▸ EXERCISES:
A) In the dictionary entries for "bogus," explain why the adjective came to mean anything counterfeit, based on the 1913 Webster entry.
B) In the dictionary entries for "bogus," rewrite the paragraph beginning "Astrology is bogus" more briefly, keeping its main facts.

▸ TEXT BLOCK:
*** Block opens ***

From The Collaborative International Dictionary of English v.0.48 [gcide]:

  Bogus \Bo"gus\, a. [Etymol. uncertain.]
     Spurious; fictitious; sham; -- a cant term originally applied
     to counterfeit coin, and hence denoting anything counterfeit.
     [Colloq. U. S.]
     [1913 Webster]



From The Collaborative International Dictionary of English v.0.48 [gcide]:

  Bogus \Bo"gus\, n.
     A liquor made of rum and molasses. [Local, U. S.] --Bartlett.
     [1913 Webster]

From WordNet (r) 2.0 [wn]:

  bogus
       adj : fraudulent; having a misleading appearance [syn: {fake}, {phony},
              {phoney}, {bastard}]

From Moby Thesaurus II by Grady Ward, 1.0 [moby-thes]:

  60 Moby Thesaurus words for "bogus":
     affected, apocryphal, artificial, assumed, bastard, brummagem,
     colorable, colored, counterfeit, counterfeited, distorted,
     dressed up, dummy, embellished, embroidered, ersatz, factitious,
     fake, faked, false, falsified, feigned, fictitious, fictive,
     forged, fraudulent, garbled, illegitimate, imitation, junky,
     make-believe, man-made, mock, perverted, phony, pinchbeck,
     pretended, pseudo, put-on, quasi, queer, self-styled, sham, shoddy,
     simulated, snide, so-called, soi-disant, spurious, supposititious,
     synthetic, tin, tinsel, titivated, twisted, unauthentic, ungenuine,
     unnatural, unreal, warped
  
  

From Jargon File (4.3.1, 29 Jun 2001) [jargon]:

  bogus adj. 1. Non-functional. "Your patches are bogus." 2. Useless.
     "OPCON is a bogus program." 3. False. "Your arguments are bogus." 4.
     Incorrect. "That algorithm is bogus." 5. Unbelievable. "You claim to
     have solved the halting problem for Turing Machines? That's totally
     bogus." 6. Silly. "Stop writing those bogus sagas."
  
     Astrology is bogus. So is a bolt that is obviously about to break. So
     is someone who makes blatantly false claims to have solved a scientific
     problem. (This word seems to have some, but not all, of the connotations
     of {random} -- mostly the negative ones.)

*** Block closes ***

▸ DATASET EXTRACT:
*** Block opens ***

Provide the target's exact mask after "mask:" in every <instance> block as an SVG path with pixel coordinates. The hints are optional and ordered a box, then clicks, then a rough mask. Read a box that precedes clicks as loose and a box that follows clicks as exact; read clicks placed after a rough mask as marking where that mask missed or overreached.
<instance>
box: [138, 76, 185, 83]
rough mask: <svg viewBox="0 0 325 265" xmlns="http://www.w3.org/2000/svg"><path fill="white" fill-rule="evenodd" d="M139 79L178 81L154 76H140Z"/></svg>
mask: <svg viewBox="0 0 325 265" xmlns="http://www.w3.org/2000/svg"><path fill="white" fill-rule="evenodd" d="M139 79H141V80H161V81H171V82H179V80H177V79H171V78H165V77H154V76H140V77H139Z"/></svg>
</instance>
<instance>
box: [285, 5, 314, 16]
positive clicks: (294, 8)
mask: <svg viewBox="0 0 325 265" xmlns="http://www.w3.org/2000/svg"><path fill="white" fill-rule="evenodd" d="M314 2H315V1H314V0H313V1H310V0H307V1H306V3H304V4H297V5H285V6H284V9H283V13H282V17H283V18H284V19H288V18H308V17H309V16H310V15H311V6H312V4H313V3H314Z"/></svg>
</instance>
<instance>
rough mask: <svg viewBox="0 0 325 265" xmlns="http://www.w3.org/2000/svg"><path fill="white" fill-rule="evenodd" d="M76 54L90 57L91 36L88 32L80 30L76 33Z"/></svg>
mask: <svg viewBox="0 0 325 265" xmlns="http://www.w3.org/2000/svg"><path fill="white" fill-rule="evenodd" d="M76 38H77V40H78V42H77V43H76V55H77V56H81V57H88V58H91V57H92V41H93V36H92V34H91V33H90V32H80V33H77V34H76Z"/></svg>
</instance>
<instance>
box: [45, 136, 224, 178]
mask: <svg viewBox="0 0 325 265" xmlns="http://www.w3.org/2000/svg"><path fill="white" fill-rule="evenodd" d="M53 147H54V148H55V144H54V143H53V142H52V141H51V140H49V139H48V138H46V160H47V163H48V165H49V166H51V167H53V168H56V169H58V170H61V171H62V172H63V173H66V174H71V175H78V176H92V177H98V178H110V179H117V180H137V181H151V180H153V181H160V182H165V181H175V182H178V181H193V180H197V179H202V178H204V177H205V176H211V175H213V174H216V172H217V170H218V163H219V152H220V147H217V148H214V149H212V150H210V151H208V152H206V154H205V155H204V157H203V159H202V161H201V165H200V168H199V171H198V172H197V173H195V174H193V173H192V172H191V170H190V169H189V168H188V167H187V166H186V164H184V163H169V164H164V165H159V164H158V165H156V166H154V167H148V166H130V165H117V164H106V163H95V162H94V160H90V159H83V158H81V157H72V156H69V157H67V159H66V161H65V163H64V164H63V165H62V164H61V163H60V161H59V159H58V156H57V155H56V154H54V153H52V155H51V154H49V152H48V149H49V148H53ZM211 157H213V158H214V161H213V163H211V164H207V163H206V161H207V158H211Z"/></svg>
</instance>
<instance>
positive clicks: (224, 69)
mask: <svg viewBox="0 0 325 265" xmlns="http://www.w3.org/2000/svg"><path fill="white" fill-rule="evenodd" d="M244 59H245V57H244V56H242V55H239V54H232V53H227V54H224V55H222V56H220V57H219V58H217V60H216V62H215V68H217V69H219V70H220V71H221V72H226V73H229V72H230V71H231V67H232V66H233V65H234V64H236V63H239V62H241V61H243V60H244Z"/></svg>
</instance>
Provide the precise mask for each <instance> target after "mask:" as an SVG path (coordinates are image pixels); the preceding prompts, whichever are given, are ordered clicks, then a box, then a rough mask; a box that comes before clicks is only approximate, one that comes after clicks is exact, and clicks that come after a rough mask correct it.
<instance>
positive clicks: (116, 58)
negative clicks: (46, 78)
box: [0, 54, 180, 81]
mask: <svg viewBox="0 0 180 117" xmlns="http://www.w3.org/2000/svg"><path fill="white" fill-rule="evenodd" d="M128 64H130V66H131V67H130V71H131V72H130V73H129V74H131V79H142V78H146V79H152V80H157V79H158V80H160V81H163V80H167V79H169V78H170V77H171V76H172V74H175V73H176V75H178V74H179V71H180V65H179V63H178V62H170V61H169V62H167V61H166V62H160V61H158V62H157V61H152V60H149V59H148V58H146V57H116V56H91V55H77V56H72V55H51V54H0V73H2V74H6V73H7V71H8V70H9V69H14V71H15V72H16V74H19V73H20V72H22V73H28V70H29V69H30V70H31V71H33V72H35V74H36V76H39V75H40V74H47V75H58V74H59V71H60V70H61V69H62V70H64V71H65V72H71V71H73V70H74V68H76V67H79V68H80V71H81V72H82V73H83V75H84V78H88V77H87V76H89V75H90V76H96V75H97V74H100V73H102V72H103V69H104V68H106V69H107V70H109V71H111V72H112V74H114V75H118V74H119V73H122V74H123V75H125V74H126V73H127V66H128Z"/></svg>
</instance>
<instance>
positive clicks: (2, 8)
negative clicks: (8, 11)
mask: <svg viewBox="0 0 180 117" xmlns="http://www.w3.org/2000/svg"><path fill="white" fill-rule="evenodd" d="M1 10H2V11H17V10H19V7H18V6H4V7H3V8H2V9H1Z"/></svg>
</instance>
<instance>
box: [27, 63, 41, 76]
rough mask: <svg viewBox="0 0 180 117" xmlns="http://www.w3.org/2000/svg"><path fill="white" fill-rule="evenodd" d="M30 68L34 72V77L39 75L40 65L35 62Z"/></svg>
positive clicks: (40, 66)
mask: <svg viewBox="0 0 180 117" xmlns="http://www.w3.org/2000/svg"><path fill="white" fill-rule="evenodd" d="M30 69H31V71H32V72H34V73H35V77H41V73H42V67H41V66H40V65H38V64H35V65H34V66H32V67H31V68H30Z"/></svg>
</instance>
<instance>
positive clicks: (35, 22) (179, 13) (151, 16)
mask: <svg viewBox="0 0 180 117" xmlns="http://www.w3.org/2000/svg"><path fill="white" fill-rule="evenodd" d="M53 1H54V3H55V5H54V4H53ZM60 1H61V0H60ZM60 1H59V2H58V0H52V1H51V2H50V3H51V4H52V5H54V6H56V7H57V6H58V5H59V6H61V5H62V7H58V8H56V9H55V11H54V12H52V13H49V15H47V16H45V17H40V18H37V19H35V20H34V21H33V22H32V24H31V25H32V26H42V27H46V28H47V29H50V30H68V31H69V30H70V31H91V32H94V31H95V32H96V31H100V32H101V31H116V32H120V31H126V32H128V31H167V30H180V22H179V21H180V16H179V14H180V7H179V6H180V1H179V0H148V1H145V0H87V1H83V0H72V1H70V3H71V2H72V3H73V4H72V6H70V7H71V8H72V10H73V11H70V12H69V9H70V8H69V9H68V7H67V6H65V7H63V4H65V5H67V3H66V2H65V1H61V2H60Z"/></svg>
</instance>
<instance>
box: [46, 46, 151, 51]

*** Block closes ***

▸ ANSWERS TO EACH TASK:
A) "Bogus" was first a cant term for counterfeit coin. From that use it came to mean anything counterfeit.

B) Astrology, a bolt that is obviously about to break, and someone who makes blatantly false claims to have solved a scientific problem are all bogus. The word seems to share some of the connotations of "random," mostly the negative ones.